— BEGIN READING TEXT —

This Form 10-Q contains forward-looking statements within the meaning of Section
27A of the Securities Act of 1933 and Section 21E of the Securities Exchange Act
of 1934.  The Company's actual results could differ materially from those set
forth in the forward-looking statements.  Certain factors that might cause such
a difference include possible delays in developing, completing or shipping new
or enhanced products, potential volatility of revenues and profit in any period
due to, among other things, lower than expected demand for or the ability to
complete large contracts, as well as other risks and uncertainties that are
detailed in the "Management's Discussion and Analysis of Financial Condition and
Results of Operations" section in the 1996 Annual Report to Shareholders , and
in the statement of "Certain Factors Affecting Future Results" included herein
as Exhibit 99 to this Form 10-Q.

Results of Operations

Three Months Ended June 30, 1997 Compared to Three Months Ended June 30, 1996

Revenue.  The Company's revenue increased 10.7% for the 1997 quarter to $12.6
million from $11.3 million for the 1996 quarter.  This increase primarily
resulted from an increase in revenue from renewals and sales of leases as
noncancellable annual leases, for which a portion of the annual license fee is
recognized as paid-up revenue upon renewal or inception of the lease, while the
remaining portion is recognized as maintenance revenue ratably over the
remaining lease period.  This increase, which was partially offset by a decrease
in monthly lease revenue, was due, in part, to the active sales and licensing of
noncancellable annual leases to existing and new lease customers.  The increase
in revenue in the 1997 quarter was also attributable to increased maintenance
revenue, which resulted from broader customer usage of maintenance and support
services and the Company's continued emphasis on marketing its maintenance
services.

— END READING TEXT —
— BEGIN DATA SUPPLIED —

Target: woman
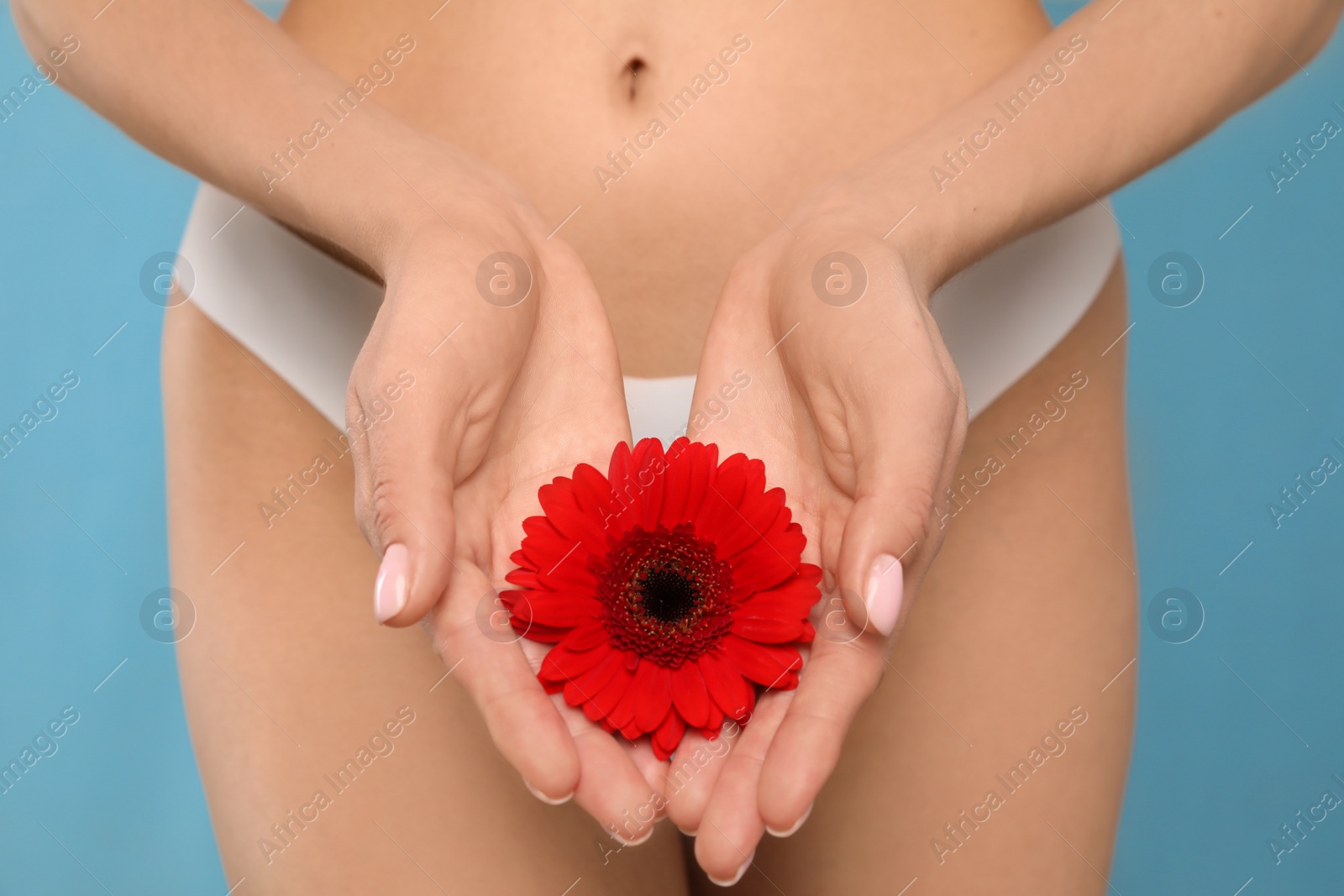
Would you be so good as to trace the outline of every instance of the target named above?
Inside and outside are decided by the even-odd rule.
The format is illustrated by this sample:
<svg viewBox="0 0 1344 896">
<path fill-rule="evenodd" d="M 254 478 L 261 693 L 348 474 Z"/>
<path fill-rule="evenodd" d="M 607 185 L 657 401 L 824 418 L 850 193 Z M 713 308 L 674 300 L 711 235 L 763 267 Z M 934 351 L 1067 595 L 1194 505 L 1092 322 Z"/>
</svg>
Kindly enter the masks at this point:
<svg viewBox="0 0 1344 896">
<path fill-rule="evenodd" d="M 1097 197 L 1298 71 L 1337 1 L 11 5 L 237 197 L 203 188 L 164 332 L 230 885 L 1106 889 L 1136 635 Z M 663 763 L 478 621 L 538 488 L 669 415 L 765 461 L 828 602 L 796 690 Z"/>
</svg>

— END DATA SUPPLIED —

TASK DETAILS: Extend the Form 10-Q excerpt above by writing what follows its last sentence, ending with "maintenance services."

FINAL RESULT:
Software license revenue remained stable for the 1997 and 1996 quarters at $8.8
million. The Company experienced a 25.2% decrease in lease license revenue to
$3.3 million for the 1997 quarter from $4.4 million for the 1996 quarter.  This
decrease was attributable to both an increase in the renewal of existing monthly
leases as noncancellable annual leases, as well as the conversion of certain
existing lease licenses to paid-up licenses in the third and fourth quarters of
1996. The decrease in lease license revenue was offset by an increase in paid-up
revenue, which was primarily attributable to the portion of the noncancellable
annual license fees which are recognized as paid-up revenue upon renewal or
inception of the lease.  Maintenance and service revenue increased 48.7% for the
1997 quarter to $3.7 million from $2.5 million for the 1996 quarter, as a result
of an increase in the renewal of noncancellable annual leases, an increase in
the sale of paid-up licenses and broader customer usage of maintenance and
support services.

                                                                               6

 
Of the Company's total revenue for the 1997 quarter, approximately 54.2% and
45.8%, respectively, were attributable to international and domestic sales, as
compared to 57.5% and 42.5%, respectively, for the 1996 quarter.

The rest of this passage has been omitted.